- **TASK MATERIAL**:
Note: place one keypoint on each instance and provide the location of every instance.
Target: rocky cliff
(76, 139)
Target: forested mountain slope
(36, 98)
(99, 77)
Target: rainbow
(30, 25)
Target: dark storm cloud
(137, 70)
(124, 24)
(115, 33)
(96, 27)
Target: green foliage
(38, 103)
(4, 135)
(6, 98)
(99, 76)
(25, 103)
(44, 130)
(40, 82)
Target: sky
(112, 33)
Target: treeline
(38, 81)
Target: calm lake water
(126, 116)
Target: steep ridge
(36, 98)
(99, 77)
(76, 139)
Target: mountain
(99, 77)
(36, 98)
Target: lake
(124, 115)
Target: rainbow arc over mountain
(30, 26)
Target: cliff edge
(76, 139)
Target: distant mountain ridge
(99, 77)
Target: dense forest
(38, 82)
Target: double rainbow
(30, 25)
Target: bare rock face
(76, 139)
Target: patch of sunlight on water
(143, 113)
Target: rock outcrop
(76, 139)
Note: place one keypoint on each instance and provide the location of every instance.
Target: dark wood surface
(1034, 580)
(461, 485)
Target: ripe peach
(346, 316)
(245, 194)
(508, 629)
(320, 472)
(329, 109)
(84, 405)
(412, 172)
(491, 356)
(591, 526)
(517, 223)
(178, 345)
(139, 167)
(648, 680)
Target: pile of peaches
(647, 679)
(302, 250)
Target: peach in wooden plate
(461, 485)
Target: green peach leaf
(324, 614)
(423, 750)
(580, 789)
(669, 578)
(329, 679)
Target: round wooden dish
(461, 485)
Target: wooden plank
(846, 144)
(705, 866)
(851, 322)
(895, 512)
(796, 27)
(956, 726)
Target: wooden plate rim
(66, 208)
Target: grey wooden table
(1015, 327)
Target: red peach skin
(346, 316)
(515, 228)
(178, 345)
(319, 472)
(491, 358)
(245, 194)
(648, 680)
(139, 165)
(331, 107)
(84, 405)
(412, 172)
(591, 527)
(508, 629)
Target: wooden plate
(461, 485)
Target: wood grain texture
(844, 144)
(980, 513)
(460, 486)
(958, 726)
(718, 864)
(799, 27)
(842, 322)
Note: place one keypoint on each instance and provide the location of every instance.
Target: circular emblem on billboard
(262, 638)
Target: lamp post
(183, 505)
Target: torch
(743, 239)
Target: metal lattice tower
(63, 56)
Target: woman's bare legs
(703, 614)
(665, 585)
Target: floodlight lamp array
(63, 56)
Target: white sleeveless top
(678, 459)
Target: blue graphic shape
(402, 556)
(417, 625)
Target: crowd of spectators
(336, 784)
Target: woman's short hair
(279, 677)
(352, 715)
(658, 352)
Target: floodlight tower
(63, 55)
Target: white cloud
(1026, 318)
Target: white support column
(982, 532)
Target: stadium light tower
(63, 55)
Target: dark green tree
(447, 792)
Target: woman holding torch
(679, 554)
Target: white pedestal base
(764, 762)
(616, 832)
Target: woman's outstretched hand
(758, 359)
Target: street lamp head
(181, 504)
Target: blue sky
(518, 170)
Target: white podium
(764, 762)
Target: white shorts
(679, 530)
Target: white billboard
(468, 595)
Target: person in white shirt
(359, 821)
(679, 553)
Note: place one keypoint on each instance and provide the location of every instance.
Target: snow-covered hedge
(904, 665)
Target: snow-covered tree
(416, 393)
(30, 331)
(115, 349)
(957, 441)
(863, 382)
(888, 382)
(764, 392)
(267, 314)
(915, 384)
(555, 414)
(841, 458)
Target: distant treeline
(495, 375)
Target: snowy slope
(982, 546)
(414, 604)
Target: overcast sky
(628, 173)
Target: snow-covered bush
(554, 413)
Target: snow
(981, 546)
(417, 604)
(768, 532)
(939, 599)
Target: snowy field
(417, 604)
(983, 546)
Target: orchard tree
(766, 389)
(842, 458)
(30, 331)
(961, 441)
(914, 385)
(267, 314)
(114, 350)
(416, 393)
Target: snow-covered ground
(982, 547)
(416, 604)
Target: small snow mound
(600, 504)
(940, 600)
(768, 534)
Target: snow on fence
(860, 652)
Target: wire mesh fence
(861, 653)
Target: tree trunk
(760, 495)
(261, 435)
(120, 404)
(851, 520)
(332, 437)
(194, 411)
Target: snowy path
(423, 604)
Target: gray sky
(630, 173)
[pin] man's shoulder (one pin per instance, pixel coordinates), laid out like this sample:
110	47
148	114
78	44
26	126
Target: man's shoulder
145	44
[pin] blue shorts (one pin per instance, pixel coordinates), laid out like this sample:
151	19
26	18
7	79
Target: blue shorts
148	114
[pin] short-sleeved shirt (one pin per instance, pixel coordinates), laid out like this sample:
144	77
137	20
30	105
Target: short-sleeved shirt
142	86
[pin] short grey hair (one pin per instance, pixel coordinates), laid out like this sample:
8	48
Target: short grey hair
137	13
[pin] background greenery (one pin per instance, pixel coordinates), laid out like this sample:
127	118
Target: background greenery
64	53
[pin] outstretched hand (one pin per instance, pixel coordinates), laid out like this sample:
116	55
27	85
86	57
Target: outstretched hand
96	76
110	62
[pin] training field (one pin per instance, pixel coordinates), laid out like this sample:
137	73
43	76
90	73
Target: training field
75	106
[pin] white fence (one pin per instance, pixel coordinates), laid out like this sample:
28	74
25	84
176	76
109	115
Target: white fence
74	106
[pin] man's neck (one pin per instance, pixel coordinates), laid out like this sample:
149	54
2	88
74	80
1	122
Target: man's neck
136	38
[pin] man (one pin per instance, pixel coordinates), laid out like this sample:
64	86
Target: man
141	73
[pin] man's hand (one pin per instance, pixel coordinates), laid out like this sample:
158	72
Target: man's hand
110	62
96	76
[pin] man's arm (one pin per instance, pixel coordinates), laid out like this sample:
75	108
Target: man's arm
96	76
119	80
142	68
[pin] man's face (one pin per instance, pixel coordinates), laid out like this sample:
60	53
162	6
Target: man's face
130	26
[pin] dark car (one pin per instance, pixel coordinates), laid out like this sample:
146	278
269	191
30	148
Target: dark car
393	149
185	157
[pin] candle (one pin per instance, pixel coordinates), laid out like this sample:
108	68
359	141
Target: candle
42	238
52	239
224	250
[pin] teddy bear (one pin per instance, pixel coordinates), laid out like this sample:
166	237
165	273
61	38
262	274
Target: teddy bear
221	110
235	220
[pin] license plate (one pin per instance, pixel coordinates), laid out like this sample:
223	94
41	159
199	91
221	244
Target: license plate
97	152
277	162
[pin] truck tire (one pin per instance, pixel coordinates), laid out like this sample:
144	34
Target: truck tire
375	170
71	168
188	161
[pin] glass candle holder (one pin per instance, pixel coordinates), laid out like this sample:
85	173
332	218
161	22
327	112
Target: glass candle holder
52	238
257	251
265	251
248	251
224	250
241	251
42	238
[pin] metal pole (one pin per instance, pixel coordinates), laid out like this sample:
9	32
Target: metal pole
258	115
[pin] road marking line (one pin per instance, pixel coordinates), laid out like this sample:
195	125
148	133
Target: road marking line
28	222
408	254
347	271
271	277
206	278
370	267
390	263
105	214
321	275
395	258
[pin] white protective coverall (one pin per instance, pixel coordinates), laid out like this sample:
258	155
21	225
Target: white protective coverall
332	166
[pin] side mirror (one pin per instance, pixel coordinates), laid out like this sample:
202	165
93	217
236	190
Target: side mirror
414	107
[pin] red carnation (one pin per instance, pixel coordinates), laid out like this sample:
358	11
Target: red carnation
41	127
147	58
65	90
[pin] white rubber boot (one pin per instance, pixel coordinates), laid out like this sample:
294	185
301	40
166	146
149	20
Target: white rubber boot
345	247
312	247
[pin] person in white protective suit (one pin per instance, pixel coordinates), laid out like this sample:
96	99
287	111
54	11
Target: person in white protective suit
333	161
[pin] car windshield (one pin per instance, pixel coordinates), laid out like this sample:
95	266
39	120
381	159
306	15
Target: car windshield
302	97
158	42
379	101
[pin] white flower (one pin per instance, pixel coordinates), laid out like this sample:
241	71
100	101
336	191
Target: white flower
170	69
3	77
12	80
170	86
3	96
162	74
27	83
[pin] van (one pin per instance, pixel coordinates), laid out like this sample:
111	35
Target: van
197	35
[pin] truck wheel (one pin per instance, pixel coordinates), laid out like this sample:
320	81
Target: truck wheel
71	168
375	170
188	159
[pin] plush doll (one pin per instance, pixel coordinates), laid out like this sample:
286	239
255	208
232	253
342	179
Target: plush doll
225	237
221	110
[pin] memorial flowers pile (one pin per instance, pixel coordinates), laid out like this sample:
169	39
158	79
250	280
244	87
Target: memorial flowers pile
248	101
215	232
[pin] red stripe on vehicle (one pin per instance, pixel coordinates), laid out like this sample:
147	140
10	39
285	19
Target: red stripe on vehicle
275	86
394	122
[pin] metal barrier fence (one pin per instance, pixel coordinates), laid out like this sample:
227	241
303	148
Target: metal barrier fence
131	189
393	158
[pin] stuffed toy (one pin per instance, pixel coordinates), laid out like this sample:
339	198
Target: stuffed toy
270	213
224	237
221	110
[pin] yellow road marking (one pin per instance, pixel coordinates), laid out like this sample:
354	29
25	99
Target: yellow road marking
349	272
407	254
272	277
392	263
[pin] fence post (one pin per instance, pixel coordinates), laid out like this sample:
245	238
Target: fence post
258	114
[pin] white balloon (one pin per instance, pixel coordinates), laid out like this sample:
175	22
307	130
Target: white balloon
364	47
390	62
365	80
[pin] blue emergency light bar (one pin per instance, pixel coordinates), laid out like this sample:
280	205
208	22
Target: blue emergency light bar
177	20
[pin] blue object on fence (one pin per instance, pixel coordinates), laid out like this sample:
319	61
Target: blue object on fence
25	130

- **TO DO**: Starting with the line that contains "[pin] truck wheel", output every line through the end of the listing above, unchanged.

- **COMPLETE ANSWER**:
[pin] truck wheel (one pin per instance, pixel coordinates), laid out like this sample:
320	81
Target: truck wheel
71	168
375	170
188	159
[pin] plush doll (one pin per instance, pixel coordinates), laid out like this sample:
286	239
255	208
232	253
342	179
Target: plush doll
225	237
221	110
[pin] memorial flowers pile (one pin per instance, pixel coordinates), laid out like this sample:
169	39
158	79
250	280
244	87
Target: memorial flowers pile
248	101
215	232
[pin] red stripe on vehicle (one pin per instance, pixel coordinates), laid out like this sample:
147	140
10	39
285	19
Target: red stripe on vehicle
275	86
394	122
[pin] metal barrier fence (one pin per instance, pixel coordinates), laid out like this sample:
227	241
303	148
Target: metal barrier fence
131	189
393	158
[pin] stuffed toy (one pin per instance, pixel coordinates), laid out like this sample:
339	198
Target: stuffed toy
270	213
224	237
221	110
[pin] yellow road marking (one pin per instance, pixel coordinates), laid out like this sample:
354	29
25	99
Target: yellow road marking
349	272
407	254
272	277
392	263
[pin] fence post (one pin per instance, pixel coordinates), laid out like this sample:
245	238
Target: fence post
258	114
[pin] white balloon (one pin per instance, pixel coordinates), laid out like this sample:
175	22
307	130
Target: white balloon
364	47
390	62
365	80
[pin] blue emergency light bar (one pin per instance, pixel coordinates), laid out like this sample:
280	205
208	22
Target: blue emergency light bar
177	20
[pin] blue object on fence (one pin per instance, pixel coordinates), laid out like this sample:
319	61
Target: blue object on fence
25	130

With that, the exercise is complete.